Excerpts from a dataset on pointing to objects:
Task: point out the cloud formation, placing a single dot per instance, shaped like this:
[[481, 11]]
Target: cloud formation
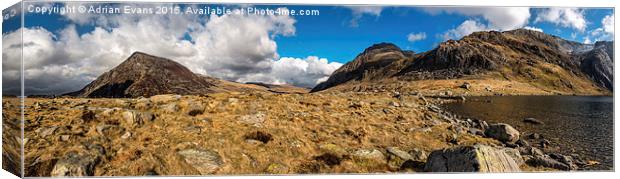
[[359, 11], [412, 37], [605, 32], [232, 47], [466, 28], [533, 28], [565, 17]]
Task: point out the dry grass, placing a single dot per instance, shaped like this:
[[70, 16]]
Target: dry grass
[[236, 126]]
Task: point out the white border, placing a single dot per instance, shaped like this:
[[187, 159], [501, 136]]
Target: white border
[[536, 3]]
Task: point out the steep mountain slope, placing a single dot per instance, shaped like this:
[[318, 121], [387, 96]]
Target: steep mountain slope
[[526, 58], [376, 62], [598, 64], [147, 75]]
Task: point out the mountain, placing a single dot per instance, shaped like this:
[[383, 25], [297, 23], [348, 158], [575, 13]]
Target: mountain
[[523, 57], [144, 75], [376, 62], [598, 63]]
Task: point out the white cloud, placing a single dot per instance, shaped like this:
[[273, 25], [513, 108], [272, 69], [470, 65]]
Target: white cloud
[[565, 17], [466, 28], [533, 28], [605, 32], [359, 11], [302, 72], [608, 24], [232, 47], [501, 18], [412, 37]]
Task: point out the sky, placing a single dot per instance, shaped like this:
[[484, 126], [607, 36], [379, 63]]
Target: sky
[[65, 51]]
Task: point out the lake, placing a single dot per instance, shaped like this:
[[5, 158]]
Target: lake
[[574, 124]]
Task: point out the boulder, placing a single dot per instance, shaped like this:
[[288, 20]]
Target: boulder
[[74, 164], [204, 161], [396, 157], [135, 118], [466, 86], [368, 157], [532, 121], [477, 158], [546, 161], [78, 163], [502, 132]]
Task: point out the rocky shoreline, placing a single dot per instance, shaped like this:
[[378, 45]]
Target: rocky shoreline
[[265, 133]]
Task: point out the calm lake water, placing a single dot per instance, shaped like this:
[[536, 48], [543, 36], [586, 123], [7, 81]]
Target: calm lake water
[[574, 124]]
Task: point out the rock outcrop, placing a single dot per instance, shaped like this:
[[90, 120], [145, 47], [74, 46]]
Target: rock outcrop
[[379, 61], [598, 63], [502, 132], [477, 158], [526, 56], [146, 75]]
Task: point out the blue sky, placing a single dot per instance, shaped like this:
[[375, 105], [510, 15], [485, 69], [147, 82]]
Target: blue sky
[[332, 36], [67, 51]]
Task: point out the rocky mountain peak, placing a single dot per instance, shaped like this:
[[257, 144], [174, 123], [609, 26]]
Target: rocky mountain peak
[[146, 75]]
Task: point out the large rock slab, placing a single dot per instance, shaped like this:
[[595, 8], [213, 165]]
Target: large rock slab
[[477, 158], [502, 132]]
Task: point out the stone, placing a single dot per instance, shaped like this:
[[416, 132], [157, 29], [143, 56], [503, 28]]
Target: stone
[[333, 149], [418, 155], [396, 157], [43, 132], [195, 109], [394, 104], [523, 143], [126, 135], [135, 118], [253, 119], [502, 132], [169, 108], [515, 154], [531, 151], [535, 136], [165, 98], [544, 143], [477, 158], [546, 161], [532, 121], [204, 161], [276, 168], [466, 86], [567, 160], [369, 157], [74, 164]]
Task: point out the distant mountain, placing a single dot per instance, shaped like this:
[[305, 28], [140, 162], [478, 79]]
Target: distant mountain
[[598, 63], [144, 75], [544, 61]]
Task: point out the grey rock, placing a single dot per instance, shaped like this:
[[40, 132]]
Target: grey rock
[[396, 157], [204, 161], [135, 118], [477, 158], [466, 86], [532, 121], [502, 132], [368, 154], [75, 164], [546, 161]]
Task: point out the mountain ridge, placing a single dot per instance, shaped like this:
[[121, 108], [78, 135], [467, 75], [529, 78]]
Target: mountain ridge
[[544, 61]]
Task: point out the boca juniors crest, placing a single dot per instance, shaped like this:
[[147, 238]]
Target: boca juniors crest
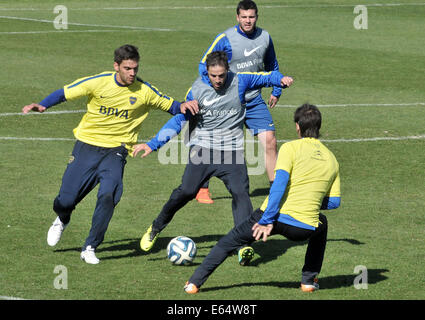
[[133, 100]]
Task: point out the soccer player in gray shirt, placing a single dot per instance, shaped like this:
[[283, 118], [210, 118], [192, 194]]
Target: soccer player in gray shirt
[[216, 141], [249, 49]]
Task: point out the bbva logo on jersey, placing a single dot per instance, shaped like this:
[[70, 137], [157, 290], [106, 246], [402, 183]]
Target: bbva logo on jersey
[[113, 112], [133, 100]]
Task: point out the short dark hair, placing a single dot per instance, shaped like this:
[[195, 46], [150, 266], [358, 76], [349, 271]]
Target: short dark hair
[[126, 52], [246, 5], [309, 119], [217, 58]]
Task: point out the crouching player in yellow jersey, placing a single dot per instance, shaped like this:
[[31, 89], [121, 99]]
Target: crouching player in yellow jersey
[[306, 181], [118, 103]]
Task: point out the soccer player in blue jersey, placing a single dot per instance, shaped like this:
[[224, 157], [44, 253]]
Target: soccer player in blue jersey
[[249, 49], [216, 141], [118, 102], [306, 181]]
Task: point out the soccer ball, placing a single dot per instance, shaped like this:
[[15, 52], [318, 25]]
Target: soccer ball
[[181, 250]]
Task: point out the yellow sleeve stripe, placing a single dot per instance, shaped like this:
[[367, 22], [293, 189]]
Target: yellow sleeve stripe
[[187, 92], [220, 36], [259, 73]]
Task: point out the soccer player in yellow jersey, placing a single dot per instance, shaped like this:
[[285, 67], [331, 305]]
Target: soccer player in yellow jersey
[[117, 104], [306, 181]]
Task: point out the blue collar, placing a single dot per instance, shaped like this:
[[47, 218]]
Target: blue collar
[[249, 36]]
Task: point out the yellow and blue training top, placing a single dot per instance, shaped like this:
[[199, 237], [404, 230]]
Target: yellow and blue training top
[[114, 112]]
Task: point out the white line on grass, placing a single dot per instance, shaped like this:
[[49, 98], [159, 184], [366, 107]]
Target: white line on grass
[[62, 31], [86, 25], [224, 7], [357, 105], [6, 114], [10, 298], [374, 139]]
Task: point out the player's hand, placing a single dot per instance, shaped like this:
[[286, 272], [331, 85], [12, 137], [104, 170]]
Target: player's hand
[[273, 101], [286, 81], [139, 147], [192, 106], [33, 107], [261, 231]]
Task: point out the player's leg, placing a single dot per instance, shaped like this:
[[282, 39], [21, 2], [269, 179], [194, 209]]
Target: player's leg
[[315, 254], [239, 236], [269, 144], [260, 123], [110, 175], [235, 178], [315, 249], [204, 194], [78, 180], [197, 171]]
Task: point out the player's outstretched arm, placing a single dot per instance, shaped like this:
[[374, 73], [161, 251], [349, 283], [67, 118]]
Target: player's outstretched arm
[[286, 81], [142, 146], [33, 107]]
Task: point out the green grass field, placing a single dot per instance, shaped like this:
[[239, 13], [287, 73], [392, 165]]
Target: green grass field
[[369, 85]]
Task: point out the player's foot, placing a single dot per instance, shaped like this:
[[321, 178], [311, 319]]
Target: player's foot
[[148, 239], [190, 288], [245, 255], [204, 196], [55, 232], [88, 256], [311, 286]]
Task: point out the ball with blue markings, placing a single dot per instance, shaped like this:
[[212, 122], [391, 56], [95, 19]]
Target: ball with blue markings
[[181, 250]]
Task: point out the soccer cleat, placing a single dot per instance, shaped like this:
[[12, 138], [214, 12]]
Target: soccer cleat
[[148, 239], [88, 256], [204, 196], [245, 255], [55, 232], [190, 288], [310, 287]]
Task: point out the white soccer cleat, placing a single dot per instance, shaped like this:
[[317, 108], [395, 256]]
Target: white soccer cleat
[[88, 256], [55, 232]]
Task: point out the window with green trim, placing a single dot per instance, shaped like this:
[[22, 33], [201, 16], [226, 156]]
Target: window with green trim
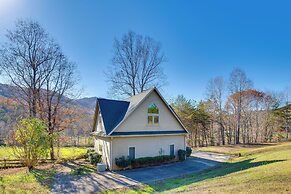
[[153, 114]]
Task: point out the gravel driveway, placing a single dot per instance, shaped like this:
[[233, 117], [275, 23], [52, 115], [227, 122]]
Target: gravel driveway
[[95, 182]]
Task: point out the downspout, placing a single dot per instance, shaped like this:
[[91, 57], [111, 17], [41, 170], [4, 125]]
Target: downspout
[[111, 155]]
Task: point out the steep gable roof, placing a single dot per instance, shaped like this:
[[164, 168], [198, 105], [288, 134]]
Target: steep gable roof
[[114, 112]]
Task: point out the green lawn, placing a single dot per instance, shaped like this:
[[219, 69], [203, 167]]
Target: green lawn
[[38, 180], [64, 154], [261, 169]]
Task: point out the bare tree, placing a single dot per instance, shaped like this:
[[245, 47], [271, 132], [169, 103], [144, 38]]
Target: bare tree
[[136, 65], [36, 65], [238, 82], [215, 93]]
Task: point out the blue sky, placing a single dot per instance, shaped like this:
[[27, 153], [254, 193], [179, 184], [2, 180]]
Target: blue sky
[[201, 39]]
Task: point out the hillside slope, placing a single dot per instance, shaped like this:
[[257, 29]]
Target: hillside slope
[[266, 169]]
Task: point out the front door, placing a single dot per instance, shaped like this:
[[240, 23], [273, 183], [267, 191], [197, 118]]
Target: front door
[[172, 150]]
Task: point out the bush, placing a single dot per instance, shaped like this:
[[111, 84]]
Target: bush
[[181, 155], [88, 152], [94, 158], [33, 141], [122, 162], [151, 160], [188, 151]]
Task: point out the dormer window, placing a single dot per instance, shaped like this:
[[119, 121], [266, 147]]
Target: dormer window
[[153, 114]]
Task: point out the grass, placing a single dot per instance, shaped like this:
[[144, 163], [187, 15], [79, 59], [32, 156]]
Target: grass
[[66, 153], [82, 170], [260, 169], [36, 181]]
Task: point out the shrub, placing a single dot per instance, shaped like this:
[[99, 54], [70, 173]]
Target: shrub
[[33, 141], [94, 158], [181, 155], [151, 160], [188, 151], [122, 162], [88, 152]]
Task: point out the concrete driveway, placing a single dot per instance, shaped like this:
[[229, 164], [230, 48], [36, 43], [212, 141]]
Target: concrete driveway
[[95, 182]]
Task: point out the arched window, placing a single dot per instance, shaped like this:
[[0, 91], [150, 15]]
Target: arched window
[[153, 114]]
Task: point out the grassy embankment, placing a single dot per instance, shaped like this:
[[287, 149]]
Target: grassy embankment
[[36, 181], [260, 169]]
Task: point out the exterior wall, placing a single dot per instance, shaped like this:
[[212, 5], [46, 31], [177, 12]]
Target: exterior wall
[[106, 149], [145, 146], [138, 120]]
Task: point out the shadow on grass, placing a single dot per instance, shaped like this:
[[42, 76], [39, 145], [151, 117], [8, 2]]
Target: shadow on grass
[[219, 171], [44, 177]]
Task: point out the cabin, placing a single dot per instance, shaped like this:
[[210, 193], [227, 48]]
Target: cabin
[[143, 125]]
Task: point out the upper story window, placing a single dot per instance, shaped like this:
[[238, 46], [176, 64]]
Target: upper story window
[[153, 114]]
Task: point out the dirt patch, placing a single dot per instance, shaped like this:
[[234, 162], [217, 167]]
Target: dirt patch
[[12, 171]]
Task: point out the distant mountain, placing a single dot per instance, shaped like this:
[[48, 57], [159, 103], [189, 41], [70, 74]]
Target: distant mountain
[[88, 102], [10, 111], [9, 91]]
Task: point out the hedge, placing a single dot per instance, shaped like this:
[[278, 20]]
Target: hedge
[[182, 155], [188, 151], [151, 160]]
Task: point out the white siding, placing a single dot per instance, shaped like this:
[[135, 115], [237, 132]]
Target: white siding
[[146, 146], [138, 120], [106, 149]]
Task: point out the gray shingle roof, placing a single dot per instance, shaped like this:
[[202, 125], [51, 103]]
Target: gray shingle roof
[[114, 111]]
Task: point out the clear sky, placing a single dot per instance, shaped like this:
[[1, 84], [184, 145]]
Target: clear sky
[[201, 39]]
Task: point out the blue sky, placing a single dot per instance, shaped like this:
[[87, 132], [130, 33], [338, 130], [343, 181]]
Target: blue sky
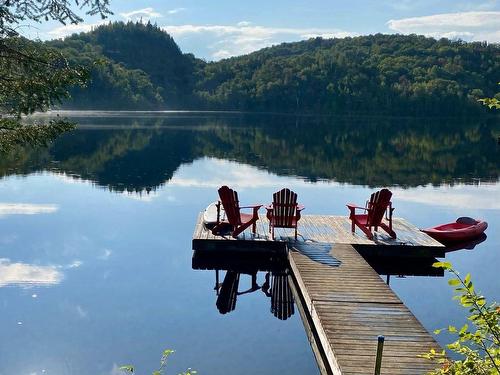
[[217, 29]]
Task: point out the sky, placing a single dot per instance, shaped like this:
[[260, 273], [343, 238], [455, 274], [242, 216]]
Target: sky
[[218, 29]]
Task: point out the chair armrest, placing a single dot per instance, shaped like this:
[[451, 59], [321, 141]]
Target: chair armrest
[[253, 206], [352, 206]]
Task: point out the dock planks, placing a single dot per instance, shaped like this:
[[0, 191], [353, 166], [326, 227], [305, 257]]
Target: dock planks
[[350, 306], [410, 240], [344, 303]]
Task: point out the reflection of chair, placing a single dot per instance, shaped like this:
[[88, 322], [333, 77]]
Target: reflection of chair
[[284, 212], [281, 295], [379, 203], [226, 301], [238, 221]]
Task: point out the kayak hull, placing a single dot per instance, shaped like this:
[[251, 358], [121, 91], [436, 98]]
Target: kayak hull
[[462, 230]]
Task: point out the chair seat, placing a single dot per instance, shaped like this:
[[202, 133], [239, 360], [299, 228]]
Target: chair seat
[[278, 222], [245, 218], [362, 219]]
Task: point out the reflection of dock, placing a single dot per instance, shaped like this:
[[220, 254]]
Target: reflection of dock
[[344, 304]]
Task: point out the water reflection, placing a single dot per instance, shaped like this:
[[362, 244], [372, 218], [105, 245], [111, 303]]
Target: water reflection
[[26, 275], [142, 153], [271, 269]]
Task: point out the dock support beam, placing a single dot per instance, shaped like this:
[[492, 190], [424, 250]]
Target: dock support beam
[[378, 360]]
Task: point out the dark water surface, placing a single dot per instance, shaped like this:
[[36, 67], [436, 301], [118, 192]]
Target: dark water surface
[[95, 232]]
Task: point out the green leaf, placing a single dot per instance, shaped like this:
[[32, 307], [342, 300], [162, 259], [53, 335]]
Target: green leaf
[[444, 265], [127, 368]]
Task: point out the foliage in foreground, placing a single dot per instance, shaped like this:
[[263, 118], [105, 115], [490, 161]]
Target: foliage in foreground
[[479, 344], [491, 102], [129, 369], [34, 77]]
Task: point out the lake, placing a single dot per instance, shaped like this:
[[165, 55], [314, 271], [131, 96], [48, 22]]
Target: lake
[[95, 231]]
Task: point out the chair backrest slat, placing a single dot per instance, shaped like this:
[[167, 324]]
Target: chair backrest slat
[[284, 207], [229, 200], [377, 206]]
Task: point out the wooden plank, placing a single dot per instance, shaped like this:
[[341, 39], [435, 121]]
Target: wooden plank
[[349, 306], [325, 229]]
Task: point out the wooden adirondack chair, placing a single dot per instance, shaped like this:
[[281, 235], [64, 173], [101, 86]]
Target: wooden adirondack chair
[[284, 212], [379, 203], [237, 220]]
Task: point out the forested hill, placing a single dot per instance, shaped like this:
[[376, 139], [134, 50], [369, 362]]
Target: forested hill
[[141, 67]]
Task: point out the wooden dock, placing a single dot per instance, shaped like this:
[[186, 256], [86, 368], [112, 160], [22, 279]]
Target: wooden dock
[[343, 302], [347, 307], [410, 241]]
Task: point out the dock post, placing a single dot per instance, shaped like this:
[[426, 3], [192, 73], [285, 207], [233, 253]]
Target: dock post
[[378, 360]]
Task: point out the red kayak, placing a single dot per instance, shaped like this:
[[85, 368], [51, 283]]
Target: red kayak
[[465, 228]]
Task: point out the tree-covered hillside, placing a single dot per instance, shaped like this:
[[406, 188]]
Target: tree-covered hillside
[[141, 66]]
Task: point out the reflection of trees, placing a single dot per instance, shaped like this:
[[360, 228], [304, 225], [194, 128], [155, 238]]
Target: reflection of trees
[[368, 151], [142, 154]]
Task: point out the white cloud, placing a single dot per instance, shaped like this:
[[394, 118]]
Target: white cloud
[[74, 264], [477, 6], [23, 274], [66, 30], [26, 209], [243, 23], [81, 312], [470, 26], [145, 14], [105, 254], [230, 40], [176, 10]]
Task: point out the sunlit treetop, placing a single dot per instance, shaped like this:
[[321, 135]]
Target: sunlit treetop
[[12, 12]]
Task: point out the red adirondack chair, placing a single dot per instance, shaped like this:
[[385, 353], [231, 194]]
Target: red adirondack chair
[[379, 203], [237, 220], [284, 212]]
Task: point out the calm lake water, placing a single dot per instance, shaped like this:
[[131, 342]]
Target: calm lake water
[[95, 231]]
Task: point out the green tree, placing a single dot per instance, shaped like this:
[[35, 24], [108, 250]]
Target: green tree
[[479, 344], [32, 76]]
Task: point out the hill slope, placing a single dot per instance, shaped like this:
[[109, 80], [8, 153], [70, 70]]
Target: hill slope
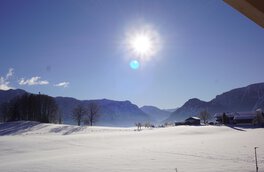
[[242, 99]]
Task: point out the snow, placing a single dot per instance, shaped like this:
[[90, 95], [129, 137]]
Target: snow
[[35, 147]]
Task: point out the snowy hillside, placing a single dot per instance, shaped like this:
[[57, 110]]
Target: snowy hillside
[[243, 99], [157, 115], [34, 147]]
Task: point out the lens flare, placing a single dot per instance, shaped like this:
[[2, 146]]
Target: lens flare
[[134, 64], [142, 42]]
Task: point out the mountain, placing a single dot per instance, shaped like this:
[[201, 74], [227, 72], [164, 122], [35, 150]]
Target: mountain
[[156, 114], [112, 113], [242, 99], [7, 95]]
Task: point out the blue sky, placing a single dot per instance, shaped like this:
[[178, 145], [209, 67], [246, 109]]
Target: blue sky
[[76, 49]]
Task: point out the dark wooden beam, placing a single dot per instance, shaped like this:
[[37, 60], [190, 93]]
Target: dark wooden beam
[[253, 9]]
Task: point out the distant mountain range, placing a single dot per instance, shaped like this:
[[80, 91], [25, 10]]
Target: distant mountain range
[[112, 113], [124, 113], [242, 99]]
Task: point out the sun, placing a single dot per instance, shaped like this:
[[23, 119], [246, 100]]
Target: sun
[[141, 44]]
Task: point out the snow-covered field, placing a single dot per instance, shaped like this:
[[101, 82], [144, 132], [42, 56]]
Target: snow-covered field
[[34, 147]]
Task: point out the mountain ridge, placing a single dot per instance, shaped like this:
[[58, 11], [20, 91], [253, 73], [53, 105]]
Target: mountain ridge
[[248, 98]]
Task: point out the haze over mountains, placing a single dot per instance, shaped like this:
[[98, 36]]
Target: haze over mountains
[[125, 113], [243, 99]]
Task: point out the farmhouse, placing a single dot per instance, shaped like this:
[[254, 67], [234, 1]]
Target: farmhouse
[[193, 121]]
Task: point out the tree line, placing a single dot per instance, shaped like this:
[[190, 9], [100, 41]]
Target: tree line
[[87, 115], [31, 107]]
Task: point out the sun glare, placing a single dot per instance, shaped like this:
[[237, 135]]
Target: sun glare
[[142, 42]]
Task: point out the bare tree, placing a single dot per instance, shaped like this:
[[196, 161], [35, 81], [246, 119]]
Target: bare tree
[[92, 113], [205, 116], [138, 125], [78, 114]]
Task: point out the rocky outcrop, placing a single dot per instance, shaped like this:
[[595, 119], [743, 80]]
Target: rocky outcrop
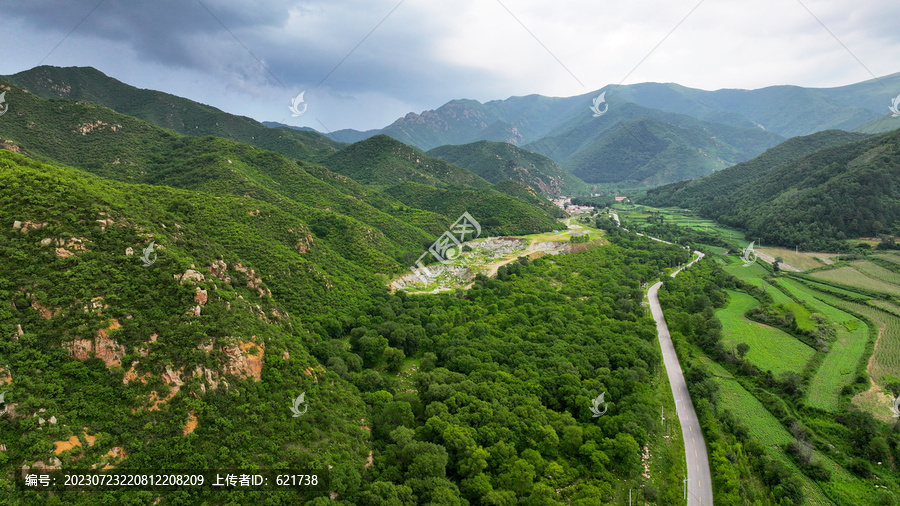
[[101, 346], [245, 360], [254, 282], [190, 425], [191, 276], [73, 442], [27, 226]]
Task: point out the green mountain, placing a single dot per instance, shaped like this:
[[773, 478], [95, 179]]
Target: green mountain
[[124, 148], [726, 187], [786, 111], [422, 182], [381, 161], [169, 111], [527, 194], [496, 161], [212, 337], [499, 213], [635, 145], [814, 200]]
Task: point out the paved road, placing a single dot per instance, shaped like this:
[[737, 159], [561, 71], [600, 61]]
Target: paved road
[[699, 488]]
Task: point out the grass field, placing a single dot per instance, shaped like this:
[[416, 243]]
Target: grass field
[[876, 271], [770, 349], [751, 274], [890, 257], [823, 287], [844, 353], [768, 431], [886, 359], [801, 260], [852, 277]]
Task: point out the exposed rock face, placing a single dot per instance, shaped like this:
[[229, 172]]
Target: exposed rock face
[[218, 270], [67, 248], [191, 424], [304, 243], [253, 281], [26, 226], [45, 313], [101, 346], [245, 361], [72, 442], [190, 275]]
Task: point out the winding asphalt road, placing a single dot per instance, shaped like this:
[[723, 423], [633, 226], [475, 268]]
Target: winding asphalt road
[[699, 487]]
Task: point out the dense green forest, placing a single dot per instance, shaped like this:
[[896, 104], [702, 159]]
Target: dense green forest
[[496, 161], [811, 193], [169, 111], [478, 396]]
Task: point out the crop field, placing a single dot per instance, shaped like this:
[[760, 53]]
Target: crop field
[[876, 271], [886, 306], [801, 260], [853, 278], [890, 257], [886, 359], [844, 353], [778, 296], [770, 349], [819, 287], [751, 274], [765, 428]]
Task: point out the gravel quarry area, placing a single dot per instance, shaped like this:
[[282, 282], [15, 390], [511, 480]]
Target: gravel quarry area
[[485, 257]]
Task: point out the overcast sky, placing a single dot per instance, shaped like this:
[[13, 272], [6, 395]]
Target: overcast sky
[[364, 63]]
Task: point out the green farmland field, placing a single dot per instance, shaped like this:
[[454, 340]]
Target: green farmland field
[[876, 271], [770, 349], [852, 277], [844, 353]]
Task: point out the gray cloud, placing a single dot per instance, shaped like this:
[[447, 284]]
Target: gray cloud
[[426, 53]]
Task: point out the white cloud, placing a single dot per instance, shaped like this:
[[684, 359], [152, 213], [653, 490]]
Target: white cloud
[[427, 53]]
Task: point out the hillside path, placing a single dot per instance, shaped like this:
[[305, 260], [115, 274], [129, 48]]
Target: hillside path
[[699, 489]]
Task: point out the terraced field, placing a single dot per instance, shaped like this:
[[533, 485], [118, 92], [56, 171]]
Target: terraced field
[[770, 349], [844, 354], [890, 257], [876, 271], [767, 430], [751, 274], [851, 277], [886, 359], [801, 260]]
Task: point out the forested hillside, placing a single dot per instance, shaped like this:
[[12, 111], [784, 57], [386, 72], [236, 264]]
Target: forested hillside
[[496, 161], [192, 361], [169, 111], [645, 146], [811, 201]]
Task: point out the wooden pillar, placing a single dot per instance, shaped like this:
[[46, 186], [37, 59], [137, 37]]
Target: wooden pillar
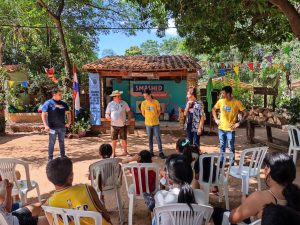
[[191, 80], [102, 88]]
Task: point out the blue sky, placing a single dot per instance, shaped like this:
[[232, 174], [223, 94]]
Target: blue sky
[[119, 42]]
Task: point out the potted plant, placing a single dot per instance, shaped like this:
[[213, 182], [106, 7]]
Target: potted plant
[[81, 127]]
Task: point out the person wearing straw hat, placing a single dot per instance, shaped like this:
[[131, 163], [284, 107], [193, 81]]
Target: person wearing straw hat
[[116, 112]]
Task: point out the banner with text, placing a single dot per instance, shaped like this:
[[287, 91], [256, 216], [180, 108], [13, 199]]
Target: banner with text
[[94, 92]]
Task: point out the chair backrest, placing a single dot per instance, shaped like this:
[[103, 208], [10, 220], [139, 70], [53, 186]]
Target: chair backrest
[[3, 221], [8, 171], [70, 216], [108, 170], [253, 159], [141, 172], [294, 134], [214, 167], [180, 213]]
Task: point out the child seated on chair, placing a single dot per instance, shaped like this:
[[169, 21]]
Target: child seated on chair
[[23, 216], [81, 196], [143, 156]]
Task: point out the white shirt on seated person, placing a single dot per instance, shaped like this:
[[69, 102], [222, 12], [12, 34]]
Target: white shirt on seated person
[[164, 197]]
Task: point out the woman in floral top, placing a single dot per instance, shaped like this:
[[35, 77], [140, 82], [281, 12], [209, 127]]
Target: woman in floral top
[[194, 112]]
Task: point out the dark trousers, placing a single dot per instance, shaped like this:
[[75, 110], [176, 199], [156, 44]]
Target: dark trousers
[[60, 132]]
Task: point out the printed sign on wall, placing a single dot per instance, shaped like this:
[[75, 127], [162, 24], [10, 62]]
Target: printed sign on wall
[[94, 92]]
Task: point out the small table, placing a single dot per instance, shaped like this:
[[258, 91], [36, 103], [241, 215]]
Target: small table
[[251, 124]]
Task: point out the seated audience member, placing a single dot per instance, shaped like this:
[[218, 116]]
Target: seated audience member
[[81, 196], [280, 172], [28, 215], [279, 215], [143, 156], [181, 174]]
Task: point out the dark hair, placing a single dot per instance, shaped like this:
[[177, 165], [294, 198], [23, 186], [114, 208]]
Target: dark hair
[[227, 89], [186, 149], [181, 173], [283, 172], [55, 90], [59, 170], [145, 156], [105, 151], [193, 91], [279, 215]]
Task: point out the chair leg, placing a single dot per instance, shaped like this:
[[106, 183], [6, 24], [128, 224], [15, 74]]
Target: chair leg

## DO THIS
Reproduce verbatim the lines beginning with the one that contains "Task: point out the small" and continuing through the one that contains "[[251, 124]]", both included.

## SOLUTION BELOW
Task: point out the small table, placing a single dot per instance, shaped like this:
[[258, 91], [36, 103], [241, 215]]
Target: small table
[[251, 124]]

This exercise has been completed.